● SET PROBLEM:
Reproduce every record below word for word, but leave the pictures out of your answer.

● DATASET EXCERPTS:

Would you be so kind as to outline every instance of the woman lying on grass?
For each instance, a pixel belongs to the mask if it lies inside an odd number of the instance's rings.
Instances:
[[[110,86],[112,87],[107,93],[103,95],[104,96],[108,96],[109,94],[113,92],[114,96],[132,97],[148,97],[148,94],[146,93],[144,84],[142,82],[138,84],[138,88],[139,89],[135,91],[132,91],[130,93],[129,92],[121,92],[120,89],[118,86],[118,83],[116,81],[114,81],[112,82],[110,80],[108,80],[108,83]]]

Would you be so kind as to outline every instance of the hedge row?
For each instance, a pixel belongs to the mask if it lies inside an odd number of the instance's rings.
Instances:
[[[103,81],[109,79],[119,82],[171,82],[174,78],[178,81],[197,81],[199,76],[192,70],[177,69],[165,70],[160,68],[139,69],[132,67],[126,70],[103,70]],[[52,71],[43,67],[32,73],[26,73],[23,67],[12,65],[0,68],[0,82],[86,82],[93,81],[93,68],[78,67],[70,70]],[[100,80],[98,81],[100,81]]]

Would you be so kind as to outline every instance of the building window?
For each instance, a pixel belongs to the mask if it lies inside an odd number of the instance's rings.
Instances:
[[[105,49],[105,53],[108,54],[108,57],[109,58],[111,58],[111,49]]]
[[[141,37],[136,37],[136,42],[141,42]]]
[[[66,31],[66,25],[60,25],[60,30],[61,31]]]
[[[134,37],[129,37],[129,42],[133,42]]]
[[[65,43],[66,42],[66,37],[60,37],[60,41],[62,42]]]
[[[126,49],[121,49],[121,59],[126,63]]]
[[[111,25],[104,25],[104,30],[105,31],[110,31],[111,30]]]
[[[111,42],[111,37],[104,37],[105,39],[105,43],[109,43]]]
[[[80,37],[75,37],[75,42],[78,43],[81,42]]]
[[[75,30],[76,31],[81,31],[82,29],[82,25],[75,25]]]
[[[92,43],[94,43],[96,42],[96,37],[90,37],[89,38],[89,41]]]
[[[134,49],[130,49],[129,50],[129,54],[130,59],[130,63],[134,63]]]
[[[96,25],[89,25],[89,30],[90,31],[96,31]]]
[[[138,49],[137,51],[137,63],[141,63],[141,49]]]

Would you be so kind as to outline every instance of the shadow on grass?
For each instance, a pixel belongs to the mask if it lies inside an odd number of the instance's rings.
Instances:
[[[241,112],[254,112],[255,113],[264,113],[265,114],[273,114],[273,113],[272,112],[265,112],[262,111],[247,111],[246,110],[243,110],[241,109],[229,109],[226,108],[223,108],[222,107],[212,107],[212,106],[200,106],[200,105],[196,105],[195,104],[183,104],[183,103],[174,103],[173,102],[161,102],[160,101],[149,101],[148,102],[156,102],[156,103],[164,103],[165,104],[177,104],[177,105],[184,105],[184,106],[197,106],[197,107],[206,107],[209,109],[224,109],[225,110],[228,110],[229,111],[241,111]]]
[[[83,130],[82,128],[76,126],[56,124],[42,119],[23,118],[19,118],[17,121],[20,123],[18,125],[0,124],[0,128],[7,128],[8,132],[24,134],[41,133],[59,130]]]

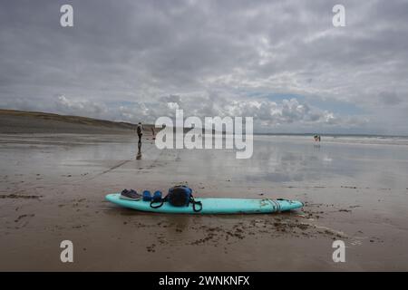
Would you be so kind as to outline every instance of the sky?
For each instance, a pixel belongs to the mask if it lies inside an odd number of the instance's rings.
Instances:
[[[2,0],[0,108],[408,135],[407,15],[399,0]]]

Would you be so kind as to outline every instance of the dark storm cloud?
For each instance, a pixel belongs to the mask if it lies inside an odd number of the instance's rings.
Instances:
[[[72,28],[59,24],[63,4],[73,6]],[[335,4],[3,1],[0,106],[133,121],[178,106],[199,116],[252,115],[271,130],[387,130],[406,117],[380,102],[407,107],[408,3],[342,1],[341,28],[332,25]],[[366,113],[257,93],[344,102]]]

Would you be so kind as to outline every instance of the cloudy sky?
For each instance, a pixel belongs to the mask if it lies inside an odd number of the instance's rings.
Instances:
[[[1,1],[0,108],[408,134],[407,15],[397,0]]]

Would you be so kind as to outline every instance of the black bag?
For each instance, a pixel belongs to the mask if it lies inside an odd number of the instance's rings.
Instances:
[[[160,200],[158,205],[153,205],[155,201],[151,202],[151,207],[153,208],[160,208],[164,202],[169,202],[173,207],[189,207],[189,203],[193,204],[193,210],[195,212],[202,209],[202,204],[200,201],[194,200],[192,196],[192,189],[186,186],[177,186],[169,189],[167,196]],[[196,208],[196,205],[199,205],[199,208]]]

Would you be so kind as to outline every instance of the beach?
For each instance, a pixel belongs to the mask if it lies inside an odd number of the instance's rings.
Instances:
[[[408,269],[404,139],[254,136],[254,154],[158,150],[151,136],[0,134],[0,270]],[[196,197],[291,198],[268,215],[166,215],[105,201],[177,184]],[[73,243],[62,263],[60,243]],[[345,244],[335,263],[332,243]]]

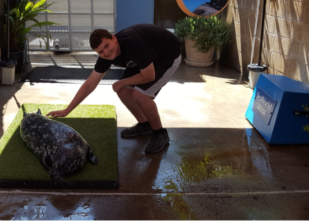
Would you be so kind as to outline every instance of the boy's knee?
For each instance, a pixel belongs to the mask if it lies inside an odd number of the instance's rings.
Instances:
[[[136,90],[133,90],[132,95],[133,99],[137,104],[142,103],[145,99],[149,99],[149,97]]]

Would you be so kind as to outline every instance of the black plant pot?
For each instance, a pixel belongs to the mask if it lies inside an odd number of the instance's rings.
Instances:
[[[10,60],[15,60],[17,62],[17,65],[15,67],[15,72],[21,71],[25,64],[25,51],[22,51],[18,52],[10,52]],[[1,60],[6,60],[7,59],[7,52],[2,51]]]

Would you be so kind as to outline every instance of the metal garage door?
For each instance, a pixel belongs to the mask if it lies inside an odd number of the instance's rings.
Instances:
[[[46,3],[54,1],[47,0]],[[52,39],[47,39],[48,51],[92,51],[89,38],[93,30],[104,29],[114,34],[116,0],[61,0],[57,2],[48,9],[53,14],[44,12],[38,16],[40,21],[48,20],[61,25],[43,28],[52,36]],[[29,51],[45,51],[44,41],[32,34],[41,31],[38,27],[33,29],[28,35]]]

● FINISHED ANSWER:
Would you be so kind as to outline every instance of the woman lying on grass?
For each instance, a pixel belongs to the mask if it lies inside an odd number of the instance's rings.
Instances:
[[[110,86],[112,87],[107,93],[103,95],[104,96],[108,96],[109,94],[113,92],[114,96],[132,97],[148,97],[148,94],[146,93],[144,84],[142,82],[138,84],[138,88],[139,89],[135,91],[132,91],[130,93],[129,92],[121,92],[120,89],[118,86],[118,83],[116,81],[114,81],[112,82],[110,80],[108,80],[108,83]]]

Would you be so kind as to outline every instance of the hedge row?
For each instance, a pixel belongs to the mask if it lies inside an odd number of the instance's rings.
Instances:
[[[103,81],[109,79],[119,82],[171,82],[174,78],[178,81],[197,81],[199,76],[192,70],[177,69],[165,70],[160,68],[139,69],[132,67],[126,70],[103,70]],[[52,71],[43,67],[32,73],[26,73],[23,67],[12,65],[0,68],[0,82],[86,82],[93,81],[93,68],[78,67],[70,70]],[[100,80],[98,81],[100,81]]]

Would you be so kind as to outline every instance of the building window?
For each instance, a pixel belongs to the mask if it lies inside an odd number of the instance's rings.
Instances:
[[[105,49],[105,53],[108,54],[108,57],[109,58],[111,58],[111,49]]]
[[[141,37],[136,37],[136,42],[141,42]]]
[[[66,31],[66,25],[60,25],[60,30],[61,31]]]
[[[134,37],[129,37],[129,42],[133,42]]]
[[[65,43],[66,42],[66,37],[60,37],[60,41],[62,42]]]
[[[126,49],[121,49],[121,59],[126,63]]]
[[[111,25],[104,25],[104,30],[105,31],[110,31],[111,30]]]
[[[111,42],[111,37],[104,37],[105,39],[105,43],[109,43]]]
[[[80,37],[75,37],[75,42],[78,43],[81,42]]]
[[[75,30],[76,31],[81,31],[82,29],[82,25],[75,25]]]
[[[92,43],[94,43],[96,42],[96,37],[90,37],[89,38],[89,41]]]
[[[134,49],[130,49],[129,50],[129,54],[130,59],[130,63],[134,63]]]
[[[96,25],[89,25],[89,30],[90,31],[96,31]]]
[[[138,49],[137,51],[137,63],[141,63],[141,49]]]

Would you be so kind as to outline every instance of the shadow on grass?
For each instance, a pixel belongs to the mask if it lies inside an odd number of the instance's rings.
Instances:
[[[241,112],[254,112],[255,113],[264,113],[265,114],[273,114],[273,113],[272,112],[265,112],[262,111],[247,111],[246,110],[243,110],[241,109],[229,109],[226,108],[223,108],[222,107],[212,107],[212,106],[200,106],[200,105],[196,105],[195,104],[183,104],[183,103],[174,103],[173,102],[161,102],[160,101],[149,101],[148,102],[156,102],[156,103],[164,103],[165,104],[177,104],[177,105],[184,105],[184,106],[197,106],[197,107],[206,107],[209,109],[224,109],[225,110],[228,110],[229,111],[241,111]]]
[[[83,130],[82,128],[76,126],[56,124],[42,119],[23,118],[19,118],[17,121],[20,123],[18,125],[0,124],[0,128],[7,128],[8,132],[24,134],[41,133],[59,130]]]

Would you be so kind as to outline every instance of the sky?
For each instance, a pixel belongs to the mask if it lies inside an odd number of the instance's rings.
Instances:
[[[2,0],[0,108],[408,135],[407,15],[399,0]]]

Would you be so kind as to outline every instance of the dark storm cloud?
For each instance, a pixel belongs to the mask if it lies inside an odd number of the instance's rings.
Instances:
[[[72,28],[59,24],[63,4],[73,6]],[[335,4],[3,1],[0,106],[133,121],[178,106],[199,116],[252,115],[271,130],[387,130],[406,117],[380,102],[407,107],[408,3],[342,1],[341,28],[332,25]],[[366,113],[257,93],[344,102]]]

Would you be so kind as to outline every instance of the cloudy sky?
For each instance, a pixel belongs to the mask if it lies inside an odd number of the instance's rings.
Instances:
[[[1,1],[0,108],[408,134],[407,15],[397,0]]]

Would you be so kind as to outline every instance of the black bag?
For each instance, a pixel belongs to the mask if it lies inside an odd number of the instance's rings.
Instances:
[[[160,200],[158,205],[153,205],[155,201],[151,202],[151,207],[153,208],[160,208],[164,202],[169,202],[173,207],[189,207],[189,203],[193,204],[193,210],[195,212],[202,209],[202,204],[200,201],[194,200],[192,196],[192,189],[186,186],[177,186],[169,189],[167,196]],[[196,208],[196,205],[199,205],[199,208]]]

Would you be so kind as to outline every instance of the beach?
For each instance, a pixel belongs to the mask if it lies inside an odd number of the instance's rings.
Instances:
[[[408,269],[404,139],[254,136],[254,154],[158,150],[151,136],[0,134],[0,270]],[[196,197],[291,198],[268,215],[166,215],[105,201],[177,184]],[[73,243],[62,263],[60,243]],[[345,244],[335,263],[332,243]]]

Would you be so kind as to outline every instance of the boy's knee?
For each instance, a pixel belongs to the mask if it lies inside an odd number of the instance's rings.
Instances:
[[[136,90],[133,90],[132,95],[133,99],[137,104],[142,103],[145,99],[149,99],[149,97]]]

Would you be so kind as to outline every instance of the black plant pot?
For each instance, a pixel belongs to the mask if it lies inside an odd number of the instance's rings.
Instances:
[[[10,60],[15,60],[17,62],[17,65],[15,67],[15,72],[21,71],[25,64],[25,51],[22,51],[18,52],[10,52]],[[1,60],[6,60],[7,59],[7,52],[2,51]]]

Would you be so kind as to outline every instance of the metal garage door?
For each instance, a pixel belongs to the mask if it lies inside an odd number of the instance's rings.
Instances:
[[[46,3],[54,1],[47,0]],[[52,39],[47,39],[48,51],[92,51],[89,38],[93,30],[104,29],[114,34],[116,0],[61,0],[57,2],[48,9],[53,14],[44,12],[38,16],[40,21],[48,20],[61,25],[43,28],[52,36]],[[29,51],[45,51],[44,41],[32,34],[41,31],[38,27],[33,29],[28,35]]]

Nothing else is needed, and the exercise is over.